If a line in the records contains the string "below", show that line.

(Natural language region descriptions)

BEGIN

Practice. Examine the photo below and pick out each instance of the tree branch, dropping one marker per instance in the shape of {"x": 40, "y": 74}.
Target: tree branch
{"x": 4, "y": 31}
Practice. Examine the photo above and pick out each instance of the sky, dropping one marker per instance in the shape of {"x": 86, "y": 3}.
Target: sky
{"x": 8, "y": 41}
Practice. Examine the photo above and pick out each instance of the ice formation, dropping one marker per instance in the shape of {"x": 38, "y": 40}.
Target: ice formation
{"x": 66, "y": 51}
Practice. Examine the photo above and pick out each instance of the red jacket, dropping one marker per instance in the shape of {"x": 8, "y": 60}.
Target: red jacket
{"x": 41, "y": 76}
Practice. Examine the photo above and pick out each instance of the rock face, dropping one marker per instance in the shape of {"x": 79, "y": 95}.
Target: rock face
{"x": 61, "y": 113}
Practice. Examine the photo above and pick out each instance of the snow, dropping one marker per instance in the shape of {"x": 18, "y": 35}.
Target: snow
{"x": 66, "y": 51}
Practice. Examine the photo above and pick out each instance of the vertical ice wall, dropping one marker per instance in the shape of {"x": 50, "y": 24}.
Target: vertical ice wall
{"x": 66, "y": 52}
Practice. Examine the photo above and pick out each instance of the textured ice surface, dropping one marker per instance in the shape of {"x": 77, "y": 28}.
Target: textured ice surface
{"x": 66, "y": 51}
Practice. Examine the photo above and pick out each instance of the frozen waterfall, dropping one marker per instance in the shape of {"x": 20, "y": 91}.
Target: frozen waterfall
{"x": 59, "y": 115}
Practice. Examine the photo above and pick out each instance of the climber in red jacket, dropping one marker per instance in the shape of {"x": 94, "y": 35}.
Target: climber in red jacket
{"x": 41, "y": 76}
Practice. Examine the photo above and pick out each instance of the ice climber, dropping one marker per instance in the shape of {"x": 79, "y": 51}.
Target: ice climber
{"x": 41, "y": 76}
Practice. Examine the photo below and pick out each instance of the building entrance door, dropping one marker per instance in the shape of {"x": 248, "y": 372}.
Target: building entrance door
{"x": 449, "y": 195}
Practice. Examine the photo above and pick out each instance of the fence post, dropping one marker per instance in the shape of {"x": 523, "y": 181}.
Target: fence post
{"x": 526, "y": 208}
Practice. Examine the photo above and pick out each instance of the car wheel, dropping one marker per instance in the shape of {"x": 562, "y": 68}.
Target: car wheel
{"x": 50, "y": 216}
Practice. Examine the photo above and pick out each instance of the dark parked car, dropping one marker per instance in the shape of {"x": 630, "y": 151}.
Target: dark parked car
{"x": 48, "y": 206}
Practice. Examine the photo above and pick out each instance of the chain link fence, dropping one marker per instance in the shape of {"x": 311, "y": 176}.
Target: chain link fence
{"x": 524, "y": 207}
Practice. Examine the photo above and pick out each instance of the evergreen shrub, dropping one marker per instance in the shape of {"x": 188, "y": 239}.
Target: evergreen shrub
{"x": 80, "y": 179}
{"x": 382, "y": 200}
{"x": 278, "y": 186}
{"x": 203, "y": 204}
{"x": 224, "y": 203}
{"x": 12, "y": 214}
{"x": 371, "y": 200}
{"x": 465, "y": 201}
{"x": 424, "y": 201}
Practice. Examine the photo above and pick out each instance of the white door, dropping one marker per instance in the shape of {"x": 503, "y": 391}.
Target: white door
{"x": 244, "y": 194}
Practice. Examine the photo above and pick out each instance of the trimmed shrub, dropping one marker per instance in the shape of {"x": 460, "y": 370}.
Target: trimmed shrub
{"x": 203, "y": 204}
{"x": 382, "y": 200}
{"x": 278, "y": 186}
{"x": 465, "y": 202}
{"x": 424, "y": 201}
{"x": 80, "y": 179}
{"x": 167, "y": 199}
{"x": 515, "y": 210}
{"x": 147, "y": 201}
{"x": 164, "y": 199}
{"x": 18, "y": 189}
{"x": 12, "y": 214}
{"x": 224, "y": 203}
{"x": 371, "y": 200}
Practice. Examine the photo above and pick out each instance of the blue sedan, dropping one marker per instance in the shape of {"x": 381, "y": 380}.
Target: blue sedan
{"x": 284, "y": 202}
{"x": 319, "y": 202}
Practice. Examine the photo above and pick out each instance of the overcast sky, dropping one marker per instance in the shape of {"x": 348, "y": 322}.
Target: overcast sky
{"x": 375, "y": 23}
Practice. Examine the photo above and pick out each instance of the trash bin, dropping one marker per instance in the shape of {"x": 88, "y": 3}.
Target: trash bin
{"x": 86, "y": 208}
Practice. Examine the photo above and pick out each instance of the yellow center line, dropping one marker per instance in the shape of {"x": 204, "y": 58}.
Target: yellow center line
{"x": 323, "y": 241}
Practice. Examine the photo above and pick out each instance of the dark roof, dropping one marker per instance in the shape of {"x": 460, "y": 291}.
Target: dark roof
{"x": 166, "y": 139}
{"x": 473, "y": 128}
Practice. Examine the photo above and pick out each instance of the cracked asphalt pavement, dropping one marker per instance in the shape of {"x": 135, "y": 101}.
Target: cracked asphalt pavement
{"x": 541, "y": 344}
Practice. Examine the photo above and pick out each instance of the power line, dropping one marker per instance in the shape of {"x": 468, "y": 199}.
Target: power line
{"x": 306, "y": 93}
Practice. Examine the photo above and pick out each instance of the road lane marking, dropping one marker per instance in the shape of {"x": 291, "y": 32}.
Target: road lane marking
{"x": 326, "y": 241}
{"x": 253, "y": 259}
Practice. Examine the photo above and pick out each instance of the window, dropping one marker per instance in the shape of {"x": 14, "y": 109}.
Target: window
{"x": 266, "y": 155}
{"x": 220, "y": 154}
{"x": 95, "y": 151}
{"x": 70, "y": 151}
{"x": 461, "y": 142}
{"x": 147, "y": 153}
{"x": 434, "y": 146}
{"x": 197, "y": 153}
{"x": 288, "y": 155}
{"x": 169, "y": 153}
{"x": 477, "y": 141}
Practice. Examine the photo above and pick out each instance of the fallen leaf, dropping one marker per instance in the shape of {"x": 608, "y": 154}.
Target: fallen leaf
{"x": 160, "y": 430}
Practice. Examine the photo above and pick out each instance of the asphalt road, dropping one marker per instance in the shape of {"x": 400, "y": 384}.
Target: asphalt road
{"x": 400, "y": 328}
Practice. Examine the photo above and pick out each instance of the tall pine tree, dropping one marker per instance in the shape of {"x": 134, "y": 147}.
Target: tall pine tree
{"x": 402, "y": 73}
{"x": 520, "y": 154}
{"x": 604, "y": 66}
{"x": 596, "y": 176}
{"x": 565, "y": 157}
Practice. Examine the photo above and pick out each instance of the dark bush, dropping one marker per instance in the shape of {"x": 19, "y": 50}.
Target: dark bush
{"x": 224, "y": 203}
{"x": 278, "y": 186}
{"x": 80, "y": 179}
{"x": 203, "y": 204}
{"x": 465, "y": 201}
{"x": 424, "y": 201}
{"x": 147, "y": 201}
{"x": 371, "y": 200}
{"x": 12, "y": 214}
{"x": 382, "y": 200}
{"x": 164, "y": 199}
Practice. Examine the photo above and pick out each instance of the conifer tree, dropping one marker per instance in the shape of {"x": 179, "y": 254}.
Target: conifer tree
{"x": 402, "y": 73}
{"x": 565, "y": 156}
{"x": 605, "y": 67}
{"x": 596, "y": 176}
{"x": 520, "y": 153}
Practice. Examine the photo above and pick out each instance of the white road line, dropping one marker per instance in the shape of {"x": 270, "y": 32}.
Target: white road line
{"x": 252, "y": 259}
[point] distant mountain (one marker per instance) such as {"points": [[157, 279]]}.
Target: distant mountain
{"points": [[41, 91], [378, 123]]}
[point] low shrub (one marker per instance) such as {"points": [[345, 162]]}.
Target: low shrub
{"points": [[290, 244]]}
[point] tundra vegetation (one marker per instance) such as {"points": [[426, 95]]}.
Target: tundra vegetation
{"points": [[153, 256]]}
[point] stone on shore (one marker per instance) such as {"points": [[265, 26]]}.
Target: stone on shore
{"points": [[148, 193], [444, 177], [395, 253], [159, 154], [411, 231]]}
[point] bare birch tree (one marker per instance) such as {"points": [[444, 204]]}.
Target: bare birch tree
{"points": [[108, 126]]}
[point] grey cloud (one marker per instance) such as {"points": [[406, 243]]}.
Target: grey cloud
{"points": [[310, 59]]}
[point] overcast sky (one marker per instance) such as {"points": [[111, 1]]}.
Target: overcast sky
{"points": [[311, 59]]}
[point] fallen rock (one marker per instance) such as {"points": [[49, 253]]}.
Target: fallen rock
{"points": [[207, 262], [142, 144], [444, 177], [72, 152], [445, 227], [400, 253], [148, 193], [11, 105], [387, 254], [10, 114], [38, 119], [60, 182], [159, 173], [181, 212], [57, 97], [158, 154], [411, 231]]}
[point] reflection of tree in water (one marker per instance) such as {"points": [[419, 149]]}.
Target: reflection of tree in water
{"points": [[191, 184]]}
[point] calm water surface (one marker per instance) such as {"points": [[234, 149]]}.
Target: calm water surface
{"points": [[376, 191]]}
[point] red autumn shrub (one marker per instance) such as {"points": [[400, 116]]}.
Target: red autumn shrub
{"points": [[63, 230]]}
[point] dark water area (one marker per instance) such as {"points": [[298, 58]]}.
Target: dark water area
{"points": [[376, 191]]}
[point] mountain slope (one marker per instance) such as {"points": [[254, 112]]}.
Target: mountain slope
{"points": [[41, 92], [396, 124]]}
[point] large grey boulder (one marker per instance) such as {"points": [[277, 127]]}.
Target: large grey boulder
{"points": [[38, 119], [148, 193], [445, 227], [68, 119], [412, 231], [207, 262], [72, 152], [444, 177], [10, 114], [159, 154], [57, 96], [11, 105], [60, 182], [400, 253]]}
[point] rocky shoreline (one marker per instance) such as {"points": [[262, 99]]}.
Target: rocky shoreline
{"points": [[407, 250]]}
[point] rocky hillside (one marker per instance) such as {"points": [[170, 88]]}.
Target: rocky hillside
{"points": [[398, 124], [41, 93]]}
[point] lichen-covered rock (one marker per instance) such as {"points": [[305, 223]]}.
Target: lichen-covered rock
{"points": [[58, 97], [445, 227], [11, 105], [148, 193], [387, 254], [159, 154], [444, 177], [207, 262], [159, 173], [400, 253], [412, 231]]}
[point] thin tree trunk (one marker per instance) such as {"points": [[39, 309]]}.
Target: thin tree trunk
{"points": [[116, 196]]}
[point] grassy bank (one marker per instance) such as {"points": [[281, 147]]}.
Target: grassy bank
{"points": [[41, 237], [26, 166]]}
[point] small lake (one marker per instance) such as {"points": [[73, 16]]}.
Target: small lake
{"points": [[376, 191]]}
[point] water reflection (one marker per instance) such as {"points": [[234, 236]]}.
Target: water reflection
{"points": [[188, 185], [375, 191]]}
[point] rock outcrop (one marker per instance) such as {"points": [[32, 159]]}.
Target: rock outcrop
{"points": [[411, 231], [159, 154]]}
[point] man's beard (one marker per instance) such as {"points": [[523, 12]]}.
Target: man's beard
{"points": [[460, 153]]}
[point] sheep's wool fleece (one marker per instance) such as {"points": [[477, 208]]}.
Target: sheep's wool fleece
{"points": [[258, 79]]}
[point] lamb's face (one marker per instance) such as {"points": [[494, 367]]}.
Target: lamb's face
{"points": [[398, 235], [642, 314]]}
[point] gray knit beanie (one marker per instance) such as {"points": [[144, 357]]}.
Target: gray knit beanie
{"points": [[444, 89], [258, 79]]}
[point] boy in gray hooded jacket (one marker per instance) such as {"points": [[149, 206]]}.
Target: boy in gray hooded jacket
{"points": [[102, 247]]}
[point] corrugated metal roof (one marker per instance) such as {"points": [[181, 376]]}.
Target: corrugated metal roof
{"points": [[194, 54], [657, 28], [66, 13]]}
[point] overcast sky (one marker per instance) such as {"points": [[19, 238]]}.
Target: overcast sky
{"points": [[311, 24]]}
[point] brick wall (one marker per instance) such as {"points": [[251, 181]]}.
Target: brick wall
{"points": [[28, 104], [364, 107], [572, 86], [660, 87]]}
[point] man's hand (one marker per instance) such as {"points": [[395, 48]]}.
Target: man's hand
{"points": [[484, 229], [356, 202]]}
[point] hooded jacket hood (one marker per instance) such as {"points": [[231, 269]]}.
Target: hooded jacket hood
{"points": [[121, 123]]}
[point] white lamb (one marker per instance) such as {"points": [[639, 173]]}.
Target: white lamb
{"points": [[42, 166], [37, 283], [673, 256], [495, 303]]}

END

** Reply **
Practice. Examine the photo below and pick out each instance of the tree branch, dropping one marker per instance in the shape of {"x": 40, "y": 74}.
Practice. Examine the photo below and pick out each instance of the building entrance door, dropping one marker per instance in the shape of {"x": 248, "y": 372}.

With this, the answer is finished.